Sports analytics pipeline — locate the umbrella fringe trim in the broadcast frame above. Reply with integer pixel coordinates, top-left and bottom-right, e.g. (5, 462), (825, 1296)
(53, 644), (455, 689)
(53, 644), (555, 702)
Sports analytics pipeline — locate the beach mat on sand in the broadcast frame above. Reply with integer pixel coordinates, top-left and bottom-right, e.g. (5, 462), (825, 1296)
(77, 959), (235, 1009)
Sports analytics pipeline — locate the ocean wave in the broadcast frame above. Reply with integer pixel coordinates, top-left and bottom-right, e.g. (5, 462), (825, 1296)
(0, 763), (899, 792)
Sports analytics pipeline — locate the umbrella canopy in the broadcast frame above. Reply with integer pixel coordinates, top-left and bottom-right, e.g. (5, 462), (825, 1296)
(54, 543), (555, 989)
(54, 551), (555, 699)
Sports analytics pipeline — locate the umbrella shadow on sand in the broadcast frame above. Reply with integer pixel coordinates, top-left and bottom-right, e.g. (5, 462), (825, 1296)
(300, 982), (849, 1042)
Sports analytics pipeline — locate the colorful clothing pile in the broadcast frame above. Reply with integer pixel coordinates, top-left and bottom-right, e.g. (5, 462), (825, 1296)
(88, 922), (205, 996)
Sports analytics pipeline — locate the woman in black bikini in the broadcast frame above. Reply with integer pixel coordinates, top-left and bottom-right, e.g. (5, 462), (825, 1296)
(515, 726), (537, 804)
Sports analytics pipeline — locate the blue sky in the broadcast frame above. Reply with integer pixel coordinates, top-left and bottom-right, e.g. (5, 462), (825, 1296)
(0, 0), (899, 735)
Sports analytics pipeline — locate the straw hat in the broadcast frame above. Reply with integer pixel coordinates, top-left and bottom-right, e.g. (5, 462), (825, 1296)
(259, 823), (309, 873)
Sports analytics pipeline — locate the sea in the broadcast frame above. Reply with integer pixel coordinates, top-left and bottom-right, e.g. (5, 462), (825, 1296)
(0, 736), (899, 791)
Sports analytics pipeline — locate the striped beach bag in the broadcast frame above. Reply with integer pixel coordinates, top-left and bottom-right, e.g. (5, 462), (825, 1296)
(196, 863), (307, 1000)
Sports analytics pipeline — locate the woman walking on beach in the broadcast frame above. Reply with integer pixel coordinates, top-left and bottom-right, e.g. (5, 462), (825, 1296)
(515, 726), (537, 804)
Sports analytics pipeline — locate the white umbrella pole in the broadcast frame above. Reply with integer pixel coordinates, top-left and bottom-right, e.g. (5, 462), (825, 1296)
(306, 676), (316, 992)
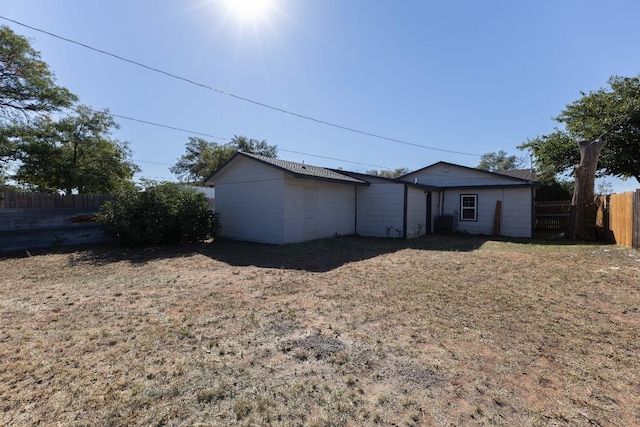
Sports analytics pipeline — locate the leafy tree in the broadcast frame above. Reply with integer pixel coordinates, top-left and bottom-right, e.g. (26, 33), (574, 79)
(0, 25), (77, 122)
(476, 150), (524, 172)
(367, 167), (411, 178)
(100, 181), (220, 245)
(519, 76), (640, 239)
(170, 136), (277, 184)
(518, 76), (640, 182)
(0, 25), (77, 181)
(5, 106), (139, 194)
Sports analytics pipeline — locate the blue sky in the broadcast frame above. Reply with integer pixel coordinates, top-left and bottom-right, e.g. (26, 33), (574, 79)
(0, 0), (640, 191)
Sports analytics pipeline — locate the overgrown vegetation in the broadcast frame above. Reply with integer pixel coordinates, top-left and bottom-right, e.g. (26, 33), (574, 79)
(0, 236), (640, 426)
(99, 182), (220, 245)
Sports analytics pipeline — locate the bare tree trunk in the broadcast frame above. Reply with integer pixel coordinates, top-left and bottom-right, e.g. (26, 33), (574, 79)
(567, 139), (605, 240)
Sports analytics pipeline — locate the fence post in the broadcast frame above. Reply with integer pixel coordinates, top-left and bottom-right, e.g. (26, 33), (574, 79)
(631, 190), (640, 249)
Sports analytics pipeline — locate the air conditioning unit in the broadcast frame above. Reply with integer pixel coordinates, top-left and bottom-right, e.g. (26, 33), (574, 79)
(436, 215), (457, 233)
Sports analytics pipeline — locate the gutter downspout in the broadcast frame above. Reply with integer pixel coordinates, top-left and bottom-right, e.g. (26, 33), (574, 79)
(402, 184), (409, 239)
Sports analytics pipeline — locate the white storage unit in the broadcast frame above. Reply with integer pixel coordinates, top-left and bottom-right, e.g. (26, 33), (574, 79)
(207, 153), (366, 244)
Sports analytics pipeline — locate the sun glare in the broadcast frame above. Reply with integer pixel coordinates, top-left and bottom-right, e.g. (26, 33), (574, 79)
(227, 0), (273, 21)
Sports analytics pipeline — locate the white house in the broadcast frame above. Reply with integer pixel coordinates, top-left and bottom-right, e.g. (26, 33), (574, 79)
(333, 169), (437, 239)
(206, 153), (536, 244)
(399, 162), (538, 237)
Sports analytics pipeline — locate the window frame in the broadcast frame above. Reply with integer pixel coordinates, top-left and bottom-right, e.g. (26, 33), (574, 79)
(460, 194), (478, 222)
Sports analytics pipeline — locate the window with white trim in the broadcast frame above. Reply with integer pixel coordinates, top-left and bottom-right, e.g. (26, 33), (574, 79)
(460, 194), (478, 221)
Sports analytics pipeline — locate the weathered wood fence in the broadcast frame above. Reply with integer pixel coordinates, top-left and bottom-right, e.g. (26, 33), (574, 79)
(535, 201), (571, 230)
(0, 192), (114, 253)
(0, 192), (114, 209)
(596, 190), (640, 249)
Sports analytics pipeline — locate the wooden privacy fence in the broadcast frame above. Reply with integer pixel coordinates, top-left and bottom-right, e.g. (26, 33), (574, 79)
(0, 208), (110, 253)
(0, 192), (114, 209)
(596, 190), (640, 249)
(0, 192), (114, 253)
(535, 201), (571, 230)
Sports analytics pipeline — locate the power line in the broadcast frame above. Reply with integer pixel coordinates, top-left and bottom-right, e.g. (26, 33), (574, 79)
(0, 15), (482, 157)
(89, 108), (392, 169)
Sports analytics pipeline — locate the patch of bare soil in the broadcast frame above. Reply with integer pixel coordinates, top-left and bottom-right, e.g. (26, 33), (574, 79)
(0, 236), (640, 426)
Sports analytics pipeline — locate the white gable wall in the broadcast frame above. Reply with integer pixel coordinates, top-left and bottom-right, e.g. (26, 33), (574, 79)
(284, 176), (356, 243)
(215, 157), (284, 244)
(356, 182), (404, 237)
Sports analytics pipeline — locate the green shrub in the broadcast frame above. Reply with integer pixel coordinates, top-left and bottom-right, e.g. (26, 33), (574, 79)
(100, 182), (220, 245)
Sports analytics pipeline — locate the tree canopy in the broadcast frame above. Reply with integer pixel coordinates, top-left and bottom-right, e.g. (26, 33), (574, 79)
(5, 105), (139, 194)
(0, 25), (77, 122)
(0, 26), (139, 194)
(476, 150), (524, 172)
(170, 135), (277, 184)
(518, 76), (640, 182)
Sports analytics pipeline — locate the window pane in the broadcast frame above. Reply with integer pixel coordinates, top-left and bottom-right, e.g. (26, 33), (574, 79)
(462, 209), (476, 219)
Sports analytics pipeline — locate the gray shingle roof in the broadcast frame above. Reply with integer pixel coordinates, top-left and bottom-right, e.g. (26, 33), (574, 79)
(496, 169), (536, 181)
(238, 153), (367, 184)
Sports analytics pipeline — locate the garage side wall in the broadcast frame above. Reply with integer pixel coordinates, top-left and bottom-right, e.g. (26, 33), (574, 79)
(284, 176), (356, 243)
(443, 188), (533, 237)
(216, 158), (285, 244)
(356, 183), (404, 238)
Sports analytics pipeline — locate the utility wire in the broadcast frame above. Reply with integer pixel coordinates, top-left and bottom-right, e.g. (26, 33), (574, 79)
(97, 108), (392, 170)
(0, 15), (482, 157)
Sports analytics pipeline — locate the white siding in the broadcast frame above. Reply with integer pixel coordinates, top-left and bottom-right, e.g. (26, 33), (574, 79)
(356, 182), (404, 237)
(500, 188), (533, 237)
(407, 187), (427, 239)
(284, 176), (356, 243)
(215, 157), (284, 244)
(442, 188), (532, 237)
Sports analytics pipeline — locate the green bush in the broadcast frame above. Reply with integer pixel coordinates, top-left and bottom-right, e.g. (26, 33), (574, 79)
(100, 182), (220, 245)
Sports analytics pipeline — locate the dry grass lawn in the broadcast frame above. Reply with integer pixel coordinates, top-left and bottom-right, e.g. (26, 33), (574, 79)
(0, 236), (640, 426)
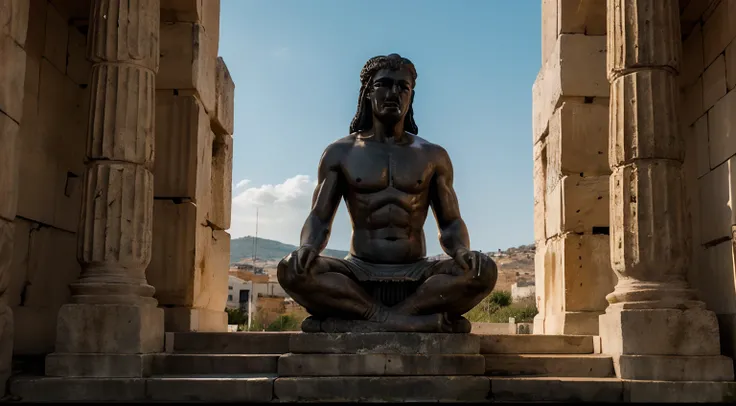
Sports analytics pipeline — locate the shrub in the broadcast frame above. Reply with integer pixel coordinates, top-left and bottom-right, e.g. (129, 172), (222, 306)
(488, 290), (511, 307)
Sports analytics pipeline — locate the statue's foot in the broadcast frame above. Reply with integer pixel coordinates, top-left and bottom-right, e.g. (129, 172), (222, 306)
(302, 313), (470, 333)
(302, 316), (322, 333)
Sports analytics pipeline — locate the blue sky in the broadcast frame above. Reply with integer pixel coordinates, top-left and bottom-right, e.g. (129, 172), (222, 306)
(219, 0), (541, 255)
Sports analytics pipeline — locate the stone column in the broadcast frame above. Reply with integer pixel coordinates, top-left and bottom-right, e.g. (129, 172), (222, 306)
(600, 0), (733, 381)
(46, 0), (163, 377)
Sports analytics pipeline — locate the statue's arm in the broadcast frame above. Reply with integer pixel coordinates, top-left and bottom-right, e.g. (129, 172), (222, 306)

> [OBJECTIVE] Copy out, unchanged, the lines of the listing from the one containing "Sports analytics pipeline — locate the gray" through the one containing "(356, 183), (404, 238)", including both.

> [FINISHED TASK]
Sports analytics pipeline — locate the gray shingle roof in the broadcast frame above. Reply with integer pixel coordinates, top-left and bottom-right, e.g. (26, 33), (574, 79)
(496, 169), (536, 181)
(238, 153), (367, 184)
Sports analytics pipeline — locate the garage side wall in the broadcast frame above. Reply with integer pixel coordinates, top-left and bottom-right, e.g. (26, 33), (574, 79)
(284, 176), (356, 243)
(443, 188), (533, 237)
(216, 158), (285, 244)
(356, 183), (404, 238)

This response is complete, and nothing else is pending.